===== Exercise material

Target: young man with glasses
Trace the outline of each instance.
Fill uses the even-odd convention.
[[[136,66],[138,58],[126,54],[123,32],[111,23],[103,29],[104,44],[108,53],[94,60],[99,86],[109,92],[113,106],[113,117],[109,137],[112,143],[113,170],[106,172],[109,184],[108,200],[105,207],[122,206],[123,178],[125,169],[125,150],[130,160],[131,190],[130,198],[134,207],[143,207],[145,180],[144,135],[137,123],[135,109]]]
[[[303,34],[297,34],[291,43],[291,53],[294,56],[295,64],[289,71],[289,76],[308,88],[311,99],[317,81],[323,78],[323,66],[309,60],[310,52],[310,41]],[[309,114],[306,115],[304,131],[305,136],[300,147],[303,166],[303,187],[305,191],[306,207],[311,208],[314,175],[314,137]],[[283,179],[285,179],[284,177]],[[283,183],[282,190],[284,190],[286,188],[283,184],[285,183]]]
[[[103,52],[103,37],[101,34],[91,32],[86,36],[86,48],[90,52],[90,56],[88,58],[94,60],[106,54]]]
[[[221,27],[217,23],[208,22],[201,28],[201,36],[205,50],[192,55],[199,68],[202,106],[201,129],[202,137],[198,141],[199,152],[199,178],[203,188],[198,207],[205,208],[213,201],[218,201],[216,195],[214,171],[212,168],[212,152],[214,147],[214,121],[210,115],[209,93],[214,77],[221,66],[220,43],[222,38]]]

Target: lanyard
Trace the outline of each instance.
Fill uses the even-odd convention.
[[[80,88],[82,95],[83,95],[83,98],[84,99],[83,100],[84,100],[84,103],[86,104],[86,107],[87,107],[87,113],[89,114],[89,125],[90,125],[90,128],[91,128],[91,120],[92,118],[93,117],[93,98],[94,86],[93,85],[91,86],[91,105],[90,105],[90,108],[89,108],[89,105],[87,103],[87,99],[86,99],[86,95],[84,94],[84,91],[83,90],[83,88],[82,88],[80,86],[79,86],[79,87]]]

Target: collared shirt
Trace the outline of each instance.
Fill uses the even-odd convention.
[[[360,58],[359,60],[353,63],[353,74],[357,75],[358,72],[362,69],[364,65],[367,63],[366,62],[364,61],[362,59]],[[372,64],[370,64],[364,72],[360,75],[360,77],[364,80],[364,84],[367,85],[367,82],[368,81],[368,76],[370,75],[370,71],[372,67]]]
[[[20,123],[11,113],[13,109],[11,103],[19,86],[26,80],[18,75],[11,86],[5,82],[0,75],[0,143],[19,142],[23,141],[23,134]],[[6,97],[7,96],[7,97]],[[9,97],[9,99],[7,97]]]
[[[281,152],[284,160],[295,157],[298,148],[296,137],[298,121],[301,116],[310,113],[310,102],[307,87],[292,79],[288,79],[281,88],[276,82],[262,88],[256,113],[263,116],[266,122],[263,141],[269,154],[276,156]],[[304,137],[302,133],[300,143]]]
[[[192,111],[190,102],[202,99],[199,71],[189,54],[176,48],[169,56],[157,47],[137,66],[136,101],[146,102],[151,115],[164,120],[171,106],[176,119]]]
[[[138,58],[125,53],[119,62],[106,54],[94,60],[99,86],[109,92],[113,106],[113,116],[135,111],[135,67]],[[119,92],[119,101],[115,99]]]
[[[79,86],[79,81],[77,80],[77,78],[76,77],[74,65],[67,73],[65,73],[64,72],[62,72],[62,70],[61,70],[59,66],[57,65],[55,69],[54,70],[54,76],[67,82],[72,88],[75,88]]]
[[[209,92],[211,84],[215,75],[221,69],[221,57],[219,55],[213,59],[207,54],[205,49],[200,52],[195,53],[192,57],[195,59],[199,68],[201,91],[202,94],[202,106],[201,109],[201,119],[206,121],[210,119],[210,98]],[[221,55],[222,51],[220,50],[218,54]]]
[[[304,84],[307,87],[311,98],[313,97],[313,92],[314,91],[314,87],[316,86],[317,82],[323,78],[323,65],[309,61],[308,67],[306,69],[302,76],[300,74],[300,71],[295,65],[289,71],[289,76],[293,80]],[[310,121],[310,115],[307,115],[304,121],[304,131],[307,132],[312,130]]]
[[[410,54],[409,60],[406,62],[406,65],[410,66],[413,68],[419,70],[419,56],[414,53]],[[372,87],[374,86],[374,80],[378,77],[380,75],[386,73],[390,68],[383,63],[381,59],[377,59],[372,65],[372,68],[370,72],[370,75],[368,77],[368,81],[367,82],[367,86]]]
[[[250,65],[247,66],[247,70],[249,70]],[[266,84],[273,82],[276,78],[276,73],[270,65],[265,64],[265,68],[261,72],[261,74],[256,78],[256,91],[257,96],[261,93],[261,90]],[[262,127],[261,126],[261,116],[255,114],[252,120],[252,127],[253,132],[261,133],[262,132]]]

==========

**Task objective**: Give the listing above again, word for word.

**Exercise output**:
Target: young man with glasses
Trace the outline of each instance.
Fill uses the even-odd convention.
[[[136,66],[138,58],[126,54],[123,32],[111,23],[103,29],[104,44],[108,53],[94,60],[99,86],[109,92],[113,106],[113,117],[109,137],[112,143],[113,170],[106,172],[109,184],[108,200],[105,207],[122,206],[123,178],[125,169],[125,150],[130,160],[131,190],[130,198],[134,207],[143,207],[145,180],[144,135],[137,123],[135,109]]]
[[[303,34],[297,34],[291,43],[291,53],[294,56],[295,64],[289,71],[289,76],[308,88],[311,99],[317,81],[323,78],[323,66],[309,60],[310,52],[310,41]],[[309,114],[306,115],[304,131],[305,136],[300,147],[303,166],[303,187],[305,191],[306,207],[311,208],[314,175],[314,137]],[[283,179],[285,179],[284,177]],[[283,183],[282,190],[284,190],[286,188],[283,184],[285,183]]]
[[[103,52],[103,37],[101,34],[91,32],[86,36],[86,48],[90,52],[90,56],[88,58],[94,60],[106,54]]]
[[[221,27],[217,23],[208,22],[201,28],[201,36],[205,50],[192,55],[199,68],[202,106],[201,129],[202,137],[198,141],[199,152],[199,178],[203,188],[198,207],[205,208],[213,201],[218,201],[216,195],[214,171],[212,168],[212,152],[214,147],[214,121],[210,115],[209,93],[214,77],[221,66],[220,43],[222,38]]]

Target: lanyard
Trace the outline of each instance.
Fill uses the even-odd convention.
[[[80,88],[82,95],[83,95],[83,98],[84,99],[83,100],[84,100],[84,103],[86,104],[86,107],[87,107],[87,113],[89,114],[89,125],[90,125],[90,128],[91,128],[91,120],[92,118],[93,117],[93,98],[94,86],[93,85],[91,86],[91,105],[90,105],[90,108],[89,108],[89,105],[87,103],[87,99],[86,99],[86,95],[84,94],[84,91],[83,90],[83,88],[82,88],[80,86],[79,86],[79,87]]]

Target: collared shirt
Trace the outline of each instance.
Fill uses the even-odd convention.
[[[360,58],[359,60],[353,63],[353,74],[357,75],[358,72],[362,69],[364,65],[367,63],[366,62],[364,61],[362,59]],[[372,64],[370,64],[364,72],[360,75],[360,77],[364,80],[364,84],[367,85],[367,82],[368,81],[368,76],[370,75],[370,71],[372,67]]]
[[[20,123],[11,113],[13,109],[11,103],[19,86],[26,80],[18,75],[11,86],[5,82],[0,75],[0,143],[19,142],[23,141],[23,134]],[[6,97],[7,96],[7,97]],[[9,97],[9,99],[7,97]]]
[[[281,152],[284,160],[295,157],[298,148],[296,137],[298,121],[301,116],[310,113],[310,102],[307,87],[292,79],[288,79],[281,88],[276,82],[262,88],[256,113],[263,116],[266,122],[263,141],[269,154],[276,156]],[[304,137],[302,133],[300,143]]]
[[[192,111],[190,102],[202,99],[199,71],[189,54],[176,48],[169,56],[157,47],[137,66],[136,101],[146,102],[151,115],[164,120],[171,106],[176,119]]]
[[[138,58],[125,53],[119,62],[106,54],[94,60],[99,86],[109,92],[113,106],[113,116],[135,111],[135,67]],[[119,92],[119,101],[115,99]]]
[[[79,86],[79,81],[77,80],[77,78],[76,77],[74,65],[67,73],[65,73],[64,72],[62,72],[62,70],[61,70],[59,66],[57,65],[55,69],[54,70],[54,76],[67,82],[72,88],[75,88]]]
[[[209,92],[211,84],[215,75],[221,69],[221,57],[219,55],[213,59],[207,54],[205,49],[200,52],[195,53],[192,57],[195,59],[199,68],[201,91],[202,94],[202,106],[201,109],[201,119],[206,121],[210,119],[210,98]],[[221,55],[222,51],[220,50],[218,54]]]
[[[304,84],[307,87],[311,98],[313,97],[313,92],[314,91],[314,87],[316,86],[317,82],[323,78],[323,65],[309,61],[308,67],[306,69],[302,76],[300,74],[300,71],[295,65],[289,71],[289,76],[293,80]],[[310,121],[310,115],[307,115],[304,121],[304,131],[307,132],[312,130]]]
[[[410,54],[409,60],[406,62],[406,65],[410,66],[413,68],[419,70],[419,56],[414,53]],[[372,87],[374,86],[374,80],[378,77],[380,75],[386,73],[390,68],[383,63],[381,59],[377,59],[372,65],[372,68],[370,72],[370,75],[368,77],[368,81],[367,82],[367,86]]]
[[[250,65],[247,66],[247,70],[249,70]],[[266,84],[273,82],[276,78],[276,73],[270,65],[265,64],[265,68],[261,72],[261,74],[256,78],[256,91],[257,96],[261,93],[261,90]],[[262,127],[261,126],[261,116],[255,114],[252,120],[252,127],[253,132],[261,133],[262,132]]]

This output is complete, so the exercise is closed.